▸ Dataset extract:
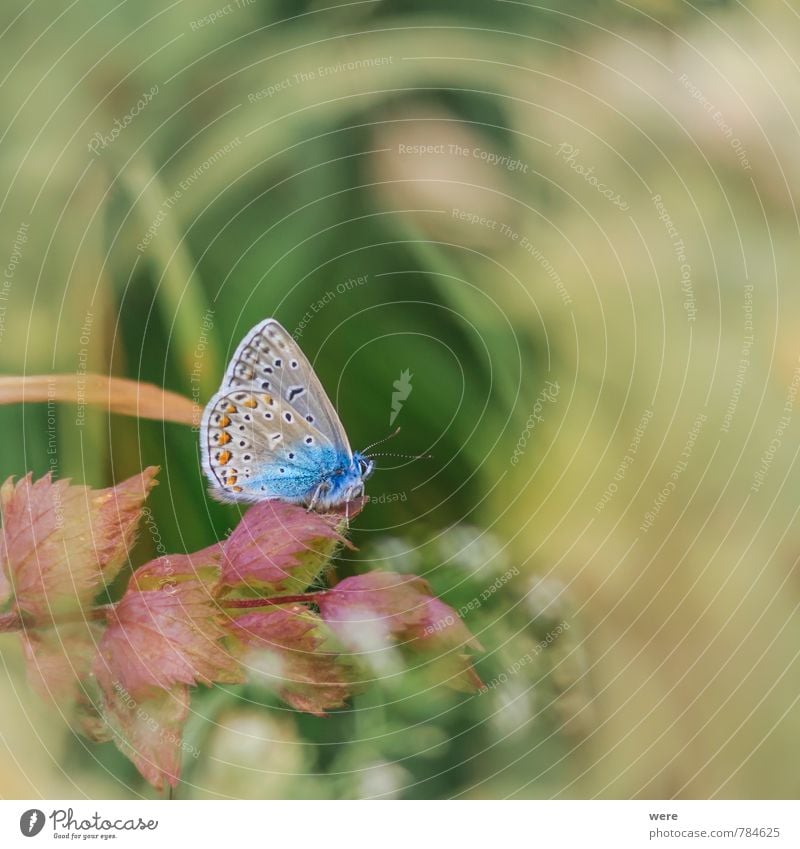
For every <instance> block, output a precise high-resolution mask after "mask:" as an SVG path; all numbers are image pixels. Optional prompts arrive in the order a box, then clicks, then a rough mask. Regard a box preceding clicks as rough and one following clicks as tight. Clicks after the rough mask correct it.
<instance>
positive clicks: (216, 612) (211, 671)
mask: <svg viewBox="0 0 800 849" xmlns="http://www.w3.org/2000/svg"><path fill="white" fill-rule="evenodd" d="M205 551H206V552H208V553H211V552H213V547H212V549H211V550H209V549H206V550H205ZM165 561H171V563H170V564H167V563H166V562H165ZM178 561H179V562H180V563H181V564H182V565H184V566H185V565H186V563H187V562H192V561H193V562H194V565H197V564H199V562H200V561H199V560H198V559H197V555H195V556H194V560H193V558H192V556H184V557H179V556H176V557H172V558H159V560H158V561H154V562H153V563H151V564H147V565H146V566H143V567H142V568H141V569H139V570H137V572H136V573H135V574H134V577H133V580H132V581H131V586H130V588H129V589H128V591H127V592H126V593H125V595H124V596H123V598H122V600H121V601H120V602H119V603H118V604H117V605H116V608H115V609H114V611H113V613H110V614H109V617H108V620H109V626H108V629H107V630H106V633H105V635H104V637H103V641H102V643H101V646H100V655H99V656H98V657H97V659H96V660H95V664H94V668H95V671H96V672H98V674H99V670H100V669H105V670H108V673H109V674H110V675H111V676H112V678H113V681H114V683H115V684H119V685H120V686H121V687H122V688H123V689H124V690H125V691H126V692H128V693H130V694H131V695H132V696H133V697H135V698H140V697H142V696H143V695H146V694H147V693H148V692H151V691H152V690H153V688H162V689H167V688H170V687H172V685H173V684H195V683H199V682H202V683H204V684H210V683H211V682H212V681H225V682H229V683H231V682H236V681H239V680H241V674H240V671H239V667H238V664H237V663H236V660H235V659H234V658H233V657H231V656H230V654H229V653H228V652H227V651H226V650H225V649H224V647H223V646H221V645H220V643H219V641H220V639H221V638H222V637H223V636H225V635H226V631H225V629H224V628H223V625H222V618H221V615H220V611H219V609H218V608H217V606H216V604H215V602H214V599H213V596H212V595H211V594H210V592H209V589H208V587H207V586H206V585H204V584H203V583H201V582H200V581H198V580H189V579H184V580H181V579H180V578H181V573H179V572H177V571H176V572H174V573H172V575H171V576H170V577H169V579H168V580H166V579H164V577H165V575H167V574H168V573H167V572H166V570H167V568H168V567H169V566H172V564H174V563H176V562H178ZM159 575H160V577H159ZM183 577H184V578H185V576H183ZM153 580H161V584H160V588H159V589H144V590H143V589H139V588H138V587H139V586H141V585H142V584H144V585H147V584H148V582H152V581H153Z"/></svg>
==
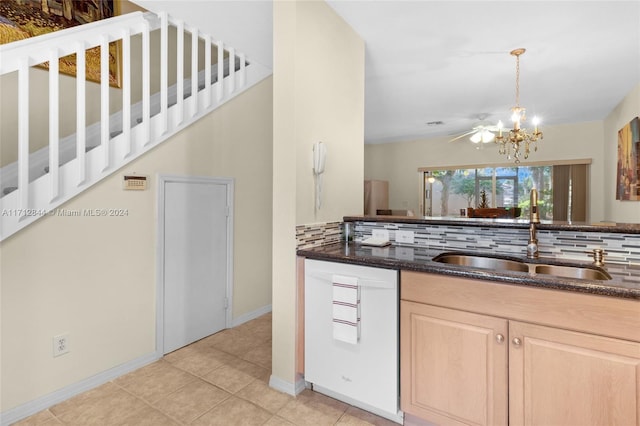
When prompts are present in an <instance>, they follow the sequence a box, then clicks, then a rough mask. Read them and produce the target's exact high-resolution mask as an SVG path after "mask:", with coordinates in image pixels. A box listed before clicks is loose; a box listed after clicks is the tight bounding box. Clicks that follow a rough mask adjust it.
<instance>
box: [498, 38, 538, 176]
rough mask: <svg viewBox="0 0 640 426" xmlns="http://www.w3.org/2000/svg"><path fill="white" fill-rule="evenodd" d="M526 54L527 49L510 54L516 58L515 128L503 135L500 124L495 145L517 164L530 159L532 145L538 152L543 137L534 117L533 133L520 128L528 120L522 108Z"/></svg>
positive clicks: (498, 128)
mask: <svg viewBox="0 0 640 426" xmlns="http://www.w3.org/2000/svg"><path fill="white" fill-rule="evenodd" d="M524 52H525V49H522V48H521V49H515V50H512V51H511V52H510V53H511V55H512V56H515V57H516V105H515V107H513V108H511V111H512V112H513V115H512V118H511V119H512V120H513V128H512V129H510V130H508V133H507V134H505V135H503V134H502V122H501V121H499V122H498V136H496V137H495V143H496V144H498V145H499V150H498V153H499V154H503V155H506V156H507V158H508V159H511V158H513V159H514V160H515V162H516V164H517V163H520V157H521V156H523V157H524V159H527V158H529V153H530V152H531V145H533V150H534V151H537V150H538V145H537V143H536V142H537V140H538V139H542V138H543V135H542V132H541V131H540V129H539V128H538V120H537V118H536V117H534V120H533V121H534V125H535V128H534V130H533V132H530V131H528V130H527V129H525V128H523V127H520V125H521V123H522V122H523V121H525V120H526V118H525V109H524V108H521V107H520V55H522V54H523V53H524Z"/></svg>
---
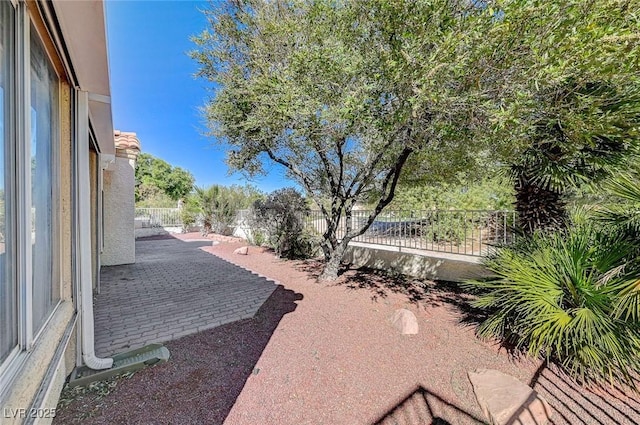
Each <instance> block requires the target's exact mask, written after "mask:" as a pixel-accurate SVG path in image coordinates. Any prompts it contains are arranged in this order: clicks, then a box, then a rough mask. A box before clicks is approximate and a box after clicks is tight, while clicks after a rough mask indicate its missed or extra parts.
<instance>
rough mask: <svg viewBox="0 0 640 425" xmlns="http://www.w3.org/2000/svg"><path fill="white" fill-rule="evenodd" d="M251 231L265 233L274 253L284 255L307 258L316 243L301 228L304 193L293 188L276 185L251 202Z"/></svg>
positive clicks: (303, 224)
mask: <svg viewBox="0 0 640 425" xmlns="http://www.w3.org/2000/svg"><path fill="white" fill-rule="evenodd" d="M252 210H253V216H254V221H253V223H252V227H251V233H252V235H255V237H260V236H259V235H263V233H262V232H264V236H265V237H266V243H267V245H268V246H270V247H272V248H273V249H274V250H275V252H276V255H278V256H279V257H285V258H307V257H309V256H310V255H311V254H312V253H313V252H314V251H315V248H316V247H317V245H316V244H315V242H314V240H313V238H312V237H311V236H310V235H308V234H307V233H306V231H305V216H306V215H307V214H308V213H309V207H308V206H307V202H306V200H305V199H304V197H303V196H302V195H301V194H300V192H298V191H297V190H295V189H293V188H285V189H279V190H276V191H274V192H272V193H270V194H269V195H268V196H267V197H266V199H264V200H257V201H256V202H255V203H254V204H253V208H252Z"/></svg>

▸ What the task asks:
Rewrite the data from the line containing "When prompts are" through the line containing "box: [498, 38, 538, 176]", renaming "rough mask" as "coarse mask" and leaving all else unchanged. Give only those lines.

▸ Answer:
When prompts are present in an <instance>, they follow the sequence a box, then clicks, then a coarse mask. Read them and produce the target's exact high-resolution mask as an SVG path after "mask:", with coordinates in image pixels. A box listed before clicks is loose; a box listed after clicks is the tight bounding box. Clicks that follow a coarse mask adjust it.
<instance>
box: [498, 38, 538, 176]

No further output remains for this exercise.